Saved data entries:
☆ ☆ ☆ ☆ ☆

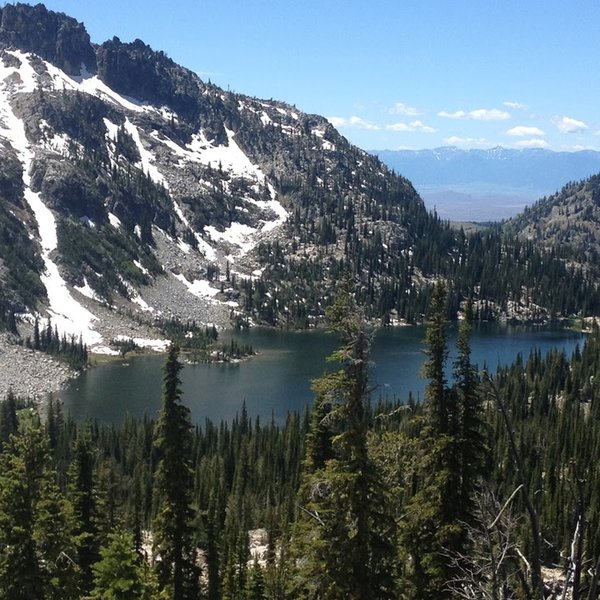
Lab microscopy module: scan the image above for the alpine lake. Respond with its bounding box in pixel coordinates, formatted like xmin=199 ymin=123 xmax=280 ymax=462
xmin=57 ymin=323 xmax=585 ymax=424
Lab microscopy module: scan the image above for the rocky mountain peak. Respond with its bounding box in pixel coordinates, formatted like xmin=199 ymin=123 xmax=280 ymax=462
xmin=0 ymin=3 xmax=96 ymax=75
xmin=97 ymin=37 xmax=209 ymax=121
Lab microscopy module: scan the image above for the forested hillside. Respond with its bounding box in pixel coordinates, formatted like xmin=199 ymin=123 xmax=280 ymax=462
xmin=0 ymin=285 xmax=600 ymax=600
xmin=0 ymin=3 xmax=600 ymax=346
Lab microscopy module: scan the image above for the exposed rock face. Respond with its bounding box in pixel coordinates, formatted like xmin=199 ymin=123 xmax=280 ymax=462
xmin=0 ymin=3 xmax=96 ymax=75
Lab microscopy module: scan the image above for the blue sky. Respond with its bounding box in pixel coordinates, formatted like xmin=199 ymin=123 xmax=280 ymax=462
xmin=18 ymin=0 xmax=600 ymax=150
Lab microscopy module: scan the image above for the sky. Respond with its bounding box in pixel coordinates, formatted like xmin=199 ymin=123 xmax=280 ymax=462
xmin=12 ymin=0 xmax=600 ymax=151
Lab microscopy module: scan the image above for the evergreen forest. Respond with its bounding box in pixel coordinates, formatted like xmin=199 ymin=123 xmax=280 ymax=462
xmin=0 ymin=283 xmax=600 ymax=600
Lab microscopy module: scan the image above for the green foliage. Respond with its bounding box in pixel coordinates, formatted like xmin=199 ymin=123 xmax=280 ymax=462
xmin=153 ymin=346 xmax=199 ymax=600
xmin=292 ymin=283 xmax=397 ymax=600
xmin=90 ymin=532 xmax=151 ymax=600
xmin=0 ymin=409 xmax=78 ymax=600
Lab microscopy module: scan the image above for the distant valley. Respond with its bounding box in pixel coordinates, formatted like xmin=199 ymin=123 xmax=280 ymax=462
xmin=372 ymin=146 xmax=600 ymax=222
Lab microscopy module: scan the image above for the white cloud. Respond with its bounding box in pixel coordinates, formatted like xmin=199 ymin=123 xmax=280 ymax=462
xmin=506 ymin=125 xmax=546 ymax=137
xmin=389 ymin=102 xmax=421 ymax=117
xmin=327 ymin=116 xmax=381 ymax=130
xmin=438 ymin=110 xmax=468 ymax=119
xmin=552 ymin=116 xmax=589 ymax=133
xmin=443 ymin=135 xmax=490 ymax=146
xmin=385 ymin=121 xmax=435 ymax=133
xmin=438 ymin=108 xmax=510 ymax=121
xmin=515 ymin=138 xmax=548 ymax=148
xmin=502 ymin=101 xmax=529 ymax=110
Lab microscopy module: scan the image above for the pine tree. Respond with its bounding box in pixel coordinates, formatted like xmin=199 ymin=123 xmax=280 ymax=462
xmin=402 ymin=283 xmax=464 ymax=600
xmin=153 ymin=346 xmax=199 ymax=600
xmin=292 ymin=284 xmax=396 ymax=600
xmin=0 ymin=411 xmax=79 ymax=600
xmin=90 ymin=532 xmax=151 ymax=600
xmin=454 ymin=301 xmax=488 ymax=523
xmin=69 ymin=425 xmax=100 ymax=593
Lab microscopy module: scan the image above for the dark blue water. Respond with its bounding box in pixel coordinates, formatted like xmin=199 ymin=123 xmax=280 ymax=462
xmin=60 ymin=324 xmax=584 ymax=423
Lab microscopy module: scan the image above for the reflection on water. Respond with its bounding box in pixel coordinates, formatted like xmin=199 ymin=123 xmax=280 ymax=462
xmin=60 ymin=324 xmax=583 ymax=423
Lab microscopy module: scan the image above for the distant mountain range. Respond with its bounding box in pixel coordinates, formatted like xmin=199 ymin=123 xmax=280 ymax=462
xmin=372 ymin=146 xmax=600 ymax=221
xmin=0 ymin=3 xmax=600 ymax=352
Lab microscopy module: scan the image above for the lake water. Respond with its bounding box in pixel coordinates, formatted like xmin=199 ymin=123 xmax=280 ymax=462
xmin=59 ymin=324 xmax=584 ymax=423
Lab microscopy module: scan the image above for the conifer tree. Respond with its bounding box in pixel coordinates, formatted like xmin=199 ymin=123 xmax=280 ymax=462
xmin=0 ymin=411 xmax=79 ymax=600
xmin=90 ymin=532 xmax=151 ymax=600
xmin=153 ymin=346 xmax=199 ymax=600
xmin=402 ymin=282 xmax=463 ymax=600
xmin=454 ymin=301 xmax=488 ymax=523
xmin=292 ymin=283 xmax=396 ymax=600
xmin=69 ymin=425 xmax=100 ymax=593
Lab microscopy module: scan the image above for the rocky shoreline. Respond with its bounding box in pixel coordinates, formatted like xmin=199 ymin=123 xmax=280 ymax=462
xmin=0 ymin=334 xmax=77 ymax=401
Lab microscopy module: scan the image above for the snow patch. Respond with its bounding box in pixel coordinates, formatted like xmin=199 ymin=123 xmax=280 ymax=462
xmin=173 ymin=273 xmax=219 ymax=300
xmin=125 ymin=119 xmax=167 ymax=187
xmin=115 ymin=335 xmax=171 ymax=352
xmin=73 ymin=277 xmax=102 ymax=302
xmin=0 ymin=81 xmax=102 ymax=345
xmin=108 ymin=212 xmax=122 ymax=229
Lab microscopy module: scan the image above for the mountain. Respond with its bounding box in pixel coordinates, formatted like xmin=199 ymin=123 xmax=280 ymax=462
xmin=505 ymin=175 xmax=600 ymax=270
xmin=0 ymin=4 xmax=600 ymax=351
xmin=373 ymin=147 xmax=600 ymax=221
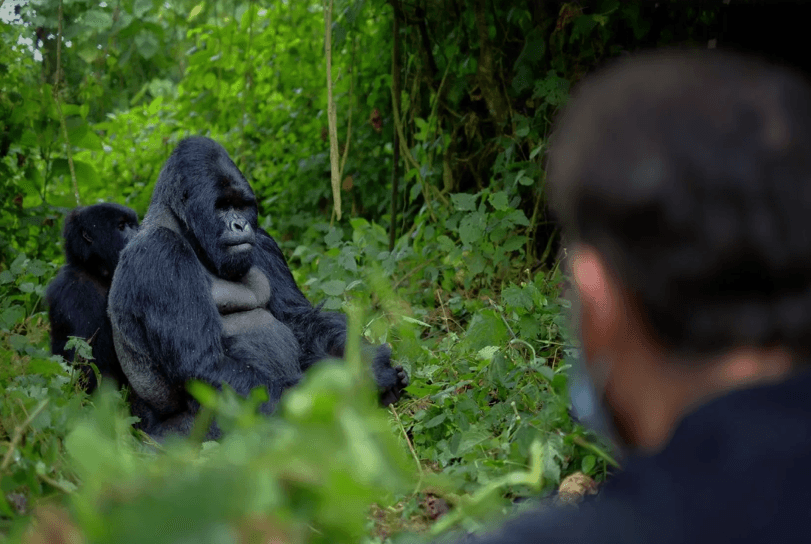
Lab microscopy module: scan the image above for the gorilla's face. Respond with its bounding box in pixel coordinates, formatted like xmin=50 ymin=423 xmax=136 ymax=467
xmin=63 ymin=204 xmax=138 ymax=278
xmin=187 ymin=151 xmax=257 ymax=280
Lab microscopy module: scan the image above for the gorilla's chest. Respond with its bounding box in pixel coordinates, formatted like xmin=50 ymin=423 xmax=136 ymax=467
xmin=211 ymin=267 xmax=276 ymax=337
xmin=211 ymin=267 xmax=300 ymax=376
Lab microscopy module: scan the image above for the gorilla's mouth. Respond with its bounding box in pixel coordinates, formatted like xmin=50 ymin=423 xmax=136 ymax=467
xmin=220 ymin=231 xmax=256 ymax=255
xmin=225 ymin=242 xmax=253 ymax=254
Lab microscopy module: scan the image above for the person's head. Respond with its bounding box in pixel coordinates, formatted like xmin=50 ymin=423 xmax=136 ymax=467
xmin=548 ymin=51 xmax=811 ymax=448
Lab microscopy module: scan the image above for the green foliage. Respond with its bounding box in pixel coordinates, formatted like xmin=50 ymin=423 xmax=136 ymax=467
xmin=0 ymin=0 xmax=715 ymax=543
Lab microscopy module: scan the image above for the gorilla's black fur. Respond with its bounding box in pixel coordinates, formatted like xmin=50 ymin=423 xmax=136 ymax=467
xmin=109 ymin=138 xmax=408 ymax=437
xmin=45 ymin=204 xmax=138 ymax=392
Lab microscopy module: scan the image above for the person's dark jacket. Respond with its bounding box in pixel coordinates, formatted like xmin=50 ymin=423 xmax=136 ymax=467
xmin=448 ymin=371 xmax=811 ymax=544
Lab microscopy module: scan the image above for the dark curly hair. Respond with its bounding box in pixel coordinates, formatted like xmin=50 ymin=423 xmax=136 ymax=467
xmin=548 ymin=51 xmax=811 ymax=355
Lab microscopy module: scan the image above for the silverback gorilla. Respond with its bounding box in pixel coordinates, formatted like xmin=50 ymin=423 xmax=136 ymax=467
xmin=45 ymin=204 xmax=138 ymax=392
xmin=109 ymin=137 xmax=408 ymax=437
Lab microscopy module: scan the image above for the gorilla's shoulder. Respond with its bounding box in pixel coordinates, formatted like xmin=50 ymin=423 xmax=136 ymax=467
xmin=117 ymin=226 xmax=199 ymax=276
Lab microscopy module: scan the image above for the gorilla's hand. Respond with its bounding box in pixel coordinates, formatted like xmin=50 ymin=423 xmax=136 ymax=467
xmin=372 ymin=344 xmax=409 ymax=406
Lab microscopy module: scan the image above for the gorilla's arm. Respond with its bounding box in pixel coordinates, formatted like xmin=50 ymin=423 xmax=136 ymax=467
xmin=255 ymin=229 xmax=346 ymax=370
xmin=109 ymin=227 xmax=286 ymax=415
xmin=255 ymin=229 xmax=409 ymax=405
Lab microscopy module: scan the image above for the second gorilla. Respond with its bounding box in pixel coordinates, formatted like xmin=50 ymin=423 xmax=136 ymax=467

☆ ☆ ☆ ☆ ☆

REQUIRED TASK:
Change "snow patch" to "patch of snow" in the entries, starting with the line that contains "Lab microscopy module: scan the image above for the snow" and going on through the line that contains "xmin=108 ymin=212 xmax=122 ymax=229". Leave everything else unchanged, and give back only those lines.

THE RESULT:
Lab microscopy module: scan the image above for the patch of snow. Respond with its bounding box in pixel coordinates, formatted like xmin=199 ymin=123 xmax=280 ymax=462
xmin=173 ymin=273 xmax=219 ymax=300
xmin=125 ymin=119 xmax=167 ymax=187
xmin=115 ymin=335 xmax=171 ymax=352
xmin=73 ymin=277 xmax=102 ymax=302
xmin=0 ymin=81 xmax=102 ymax=345
xmin=108 ymin=212 xmax=122 ymax=229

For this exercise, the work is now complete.